* [Required task]: Count how many of the lines below contain the string "polo", with case counting, and reply with only that number.
++++ Entries shown
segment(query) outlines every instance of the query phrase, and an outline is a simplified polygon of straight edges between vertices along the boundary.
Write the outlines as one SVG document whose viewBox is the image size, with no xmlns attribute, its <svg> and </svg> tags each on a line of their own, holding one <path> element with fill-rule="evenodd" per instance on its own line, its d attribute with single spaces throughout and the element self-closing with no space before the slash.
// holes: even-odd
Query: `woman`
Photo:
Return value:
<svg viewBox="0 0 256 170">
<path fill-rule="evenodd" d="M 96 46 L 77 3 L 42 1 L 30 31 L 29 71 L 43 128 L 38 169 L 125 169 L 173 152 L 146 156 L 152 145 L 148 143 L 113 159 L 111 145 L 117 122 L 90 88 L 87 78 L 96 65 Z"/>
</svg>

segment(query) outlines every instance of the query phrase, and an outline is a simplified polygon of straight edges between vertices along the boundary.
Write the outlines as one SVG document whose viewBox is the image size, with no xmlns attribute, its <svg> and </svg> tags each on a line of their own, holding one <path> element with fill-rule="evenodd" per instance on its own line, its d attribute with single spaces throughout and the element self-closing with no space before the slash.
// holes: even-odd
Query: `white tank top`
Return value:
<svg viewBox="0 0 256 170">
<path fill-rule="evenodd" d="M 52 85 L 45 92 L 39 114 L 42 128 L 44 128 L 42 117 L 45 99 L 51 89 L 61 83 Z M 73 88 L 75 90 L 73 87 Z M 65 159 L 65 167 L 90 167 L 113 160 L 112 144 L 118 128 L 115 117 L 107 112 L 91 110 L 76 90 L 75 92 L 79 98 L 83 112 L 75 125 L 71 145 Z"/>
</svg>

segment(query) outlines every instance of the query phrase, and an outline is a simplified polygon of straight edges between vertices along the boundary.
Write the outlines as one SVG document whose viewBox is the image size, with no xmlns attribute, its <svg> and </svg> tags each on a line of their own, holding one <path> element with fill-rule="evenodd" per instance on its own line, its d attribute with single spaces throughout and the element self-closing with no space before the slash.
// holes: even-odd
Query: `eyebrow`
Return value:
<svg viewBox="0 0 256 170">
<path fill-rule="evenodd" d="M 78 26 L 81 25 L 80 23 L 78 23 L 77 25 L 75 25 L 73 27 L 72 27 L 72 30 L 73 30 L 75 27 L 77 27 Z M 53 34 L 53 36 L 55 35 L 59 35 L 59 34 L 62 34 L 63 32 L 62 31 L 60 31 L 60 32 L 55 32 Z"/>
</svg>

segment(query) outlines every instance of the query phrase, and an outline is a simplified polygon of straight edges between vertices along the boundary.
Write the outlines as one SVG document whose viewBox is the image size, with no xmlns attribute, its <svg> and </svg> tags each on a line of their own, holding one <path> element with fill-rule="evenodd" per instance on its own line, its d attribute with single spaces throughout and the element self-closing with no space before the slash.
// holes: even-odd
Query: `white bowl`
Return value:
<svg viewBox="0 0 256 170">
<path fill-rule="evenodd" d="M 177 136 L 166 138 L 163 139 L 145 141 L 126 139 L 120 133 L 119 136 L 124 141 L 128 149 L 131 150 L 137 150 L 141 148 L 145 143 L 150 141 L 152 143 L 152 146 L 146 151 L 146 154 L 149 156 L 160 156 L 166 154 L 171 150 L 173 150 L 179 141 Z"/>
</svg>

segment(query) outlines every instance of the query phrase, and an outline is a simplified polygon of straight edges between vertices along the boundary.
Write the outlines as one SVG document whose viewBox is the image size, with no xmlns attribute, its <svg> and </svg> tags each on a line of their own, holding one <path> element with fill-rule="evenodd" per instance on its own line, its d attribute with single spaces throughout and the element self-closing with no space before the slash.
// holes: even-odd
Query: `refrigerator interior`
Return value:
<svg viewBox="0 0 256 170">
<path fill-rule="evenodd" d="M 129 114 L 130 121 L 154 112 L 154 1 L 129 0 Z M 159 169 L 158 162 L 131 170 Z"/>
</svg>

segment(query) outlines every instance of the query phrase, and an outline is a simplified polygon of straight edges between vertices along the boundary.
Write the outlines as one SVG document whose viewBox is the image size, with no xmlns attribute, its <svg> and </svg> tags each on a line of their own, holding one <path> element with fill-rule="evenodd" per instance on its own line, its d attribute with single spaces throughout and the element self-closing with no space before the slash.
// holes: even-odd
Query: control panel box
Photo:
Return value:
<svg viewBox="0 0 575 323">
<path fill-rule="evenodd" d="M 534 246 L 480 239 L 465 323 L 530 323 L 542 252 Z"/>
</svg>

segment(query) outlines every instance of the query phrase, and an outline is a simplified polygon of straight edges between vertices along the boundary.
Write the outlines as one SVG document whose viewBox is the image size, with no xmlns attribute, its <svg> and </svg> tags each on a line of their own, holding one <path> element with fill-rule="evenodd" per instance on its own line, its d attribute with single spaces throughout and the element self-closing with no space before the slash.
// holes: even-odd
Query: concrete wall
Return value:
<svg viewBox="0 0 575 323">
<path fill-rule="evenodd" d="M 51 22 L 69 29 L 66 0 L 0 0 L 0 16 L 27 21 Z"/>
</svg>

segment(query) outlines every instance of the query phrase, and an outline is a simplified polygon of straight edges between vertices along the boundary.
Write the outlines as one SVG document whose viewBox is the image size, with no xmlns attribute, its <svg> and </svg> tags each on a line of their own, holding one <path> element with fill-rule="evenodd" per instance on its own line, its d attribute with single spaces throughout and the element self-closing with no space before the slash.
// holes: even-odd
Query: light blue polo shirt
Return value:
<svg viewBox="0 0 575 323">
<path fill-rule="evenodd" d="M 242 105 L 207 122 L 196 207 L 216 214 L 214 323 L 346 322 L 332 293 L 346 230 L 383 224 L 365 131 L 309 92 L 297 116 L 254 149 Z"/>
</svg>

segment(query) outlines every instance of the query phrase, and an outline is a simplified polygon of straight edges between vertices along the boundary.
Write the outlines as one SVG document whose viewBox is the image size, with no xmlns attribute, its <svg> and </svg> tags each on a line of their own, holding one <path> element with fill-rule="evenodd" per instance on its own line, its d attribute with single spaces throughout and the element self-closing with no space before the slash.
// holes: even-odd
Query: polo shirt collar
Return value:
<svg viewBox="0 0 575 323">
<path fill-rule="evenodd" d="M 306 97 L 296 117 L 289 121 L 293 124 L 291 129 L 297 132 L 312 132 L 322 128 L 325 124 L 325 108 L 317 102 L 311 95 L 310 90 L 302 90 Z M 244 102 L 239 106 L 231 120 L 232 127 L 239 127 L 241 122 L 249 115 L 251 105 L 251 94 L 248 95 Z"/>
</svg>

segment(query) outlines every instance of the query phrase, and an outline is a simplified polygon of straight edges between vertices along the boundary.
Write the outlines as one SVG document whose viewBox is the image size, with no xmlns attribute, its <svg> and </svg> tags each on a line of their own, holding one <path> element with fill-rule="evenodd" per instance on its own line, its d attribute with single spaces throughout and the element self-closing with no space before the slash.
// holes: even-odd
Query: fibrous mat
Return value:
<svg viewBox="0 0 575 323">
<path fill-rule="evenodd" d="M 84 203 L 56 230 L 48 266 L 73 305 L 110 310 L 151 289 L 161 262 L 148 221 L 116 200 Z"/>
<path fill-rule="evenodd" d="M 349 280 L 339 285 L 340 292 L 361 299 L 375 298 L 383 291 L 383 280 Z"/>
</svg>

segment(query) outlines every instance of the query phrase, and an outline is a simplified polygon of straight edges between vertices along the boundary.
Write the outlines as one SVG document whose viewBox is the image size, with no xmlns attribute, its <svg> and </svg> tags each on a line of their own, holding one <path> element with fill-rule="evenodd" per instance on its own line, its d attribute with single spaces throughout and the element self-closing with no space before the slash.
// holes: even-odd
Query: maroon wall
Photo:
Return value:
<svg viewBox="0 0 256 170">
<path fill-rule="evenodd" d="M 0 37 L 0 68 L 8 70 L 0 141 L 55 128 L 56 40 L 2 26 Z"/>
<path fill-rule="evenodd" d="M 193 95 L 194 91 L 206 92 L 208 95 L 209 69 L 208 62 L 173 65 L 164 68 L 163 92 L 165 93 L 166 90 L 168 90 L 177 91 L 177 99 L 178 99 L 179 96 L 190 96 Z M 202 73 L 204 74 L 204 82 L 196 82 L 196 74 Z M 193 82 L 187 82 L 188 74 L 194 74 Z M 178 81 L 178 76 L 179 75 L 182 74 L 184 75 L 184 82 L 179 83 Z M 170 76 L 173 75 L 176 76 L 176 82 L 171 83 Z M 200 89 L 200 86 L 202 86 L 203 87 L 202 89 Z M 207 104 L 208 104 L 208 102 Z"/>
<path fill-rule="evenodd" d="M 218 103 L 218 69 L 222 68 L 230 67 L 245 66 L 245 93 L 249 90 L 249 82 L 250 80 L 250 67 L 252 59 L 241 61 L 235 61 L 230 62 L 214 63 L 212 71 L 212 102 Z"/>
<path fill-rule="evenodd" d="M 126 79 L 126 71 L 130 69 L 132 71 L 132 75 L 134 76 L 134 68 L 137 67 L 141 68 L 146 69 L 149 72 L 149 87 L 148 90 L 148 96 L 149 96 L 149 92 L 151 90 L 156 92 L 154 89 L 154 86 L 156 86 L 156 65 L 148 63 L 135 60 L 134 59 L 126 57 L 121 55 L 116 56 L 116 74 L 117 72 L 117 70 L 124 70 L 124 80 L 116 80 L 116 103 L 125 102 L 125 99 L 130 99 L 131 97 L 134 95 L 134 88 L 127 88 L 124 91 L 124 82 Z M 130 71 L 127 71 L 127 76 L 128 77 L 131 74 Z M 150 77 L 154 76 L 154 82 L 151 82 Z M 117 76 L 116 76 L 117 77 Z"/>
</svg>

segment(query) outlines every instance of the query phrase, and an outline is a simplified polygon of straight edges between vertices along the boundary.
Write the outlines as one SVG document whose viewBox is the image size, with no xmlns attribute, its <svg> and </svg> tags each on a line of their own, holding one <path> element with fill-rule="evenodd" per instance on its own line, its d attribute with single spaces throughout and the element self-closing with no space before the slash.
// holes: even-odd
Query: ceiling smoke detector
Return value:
++++++++
* [Final result]: 2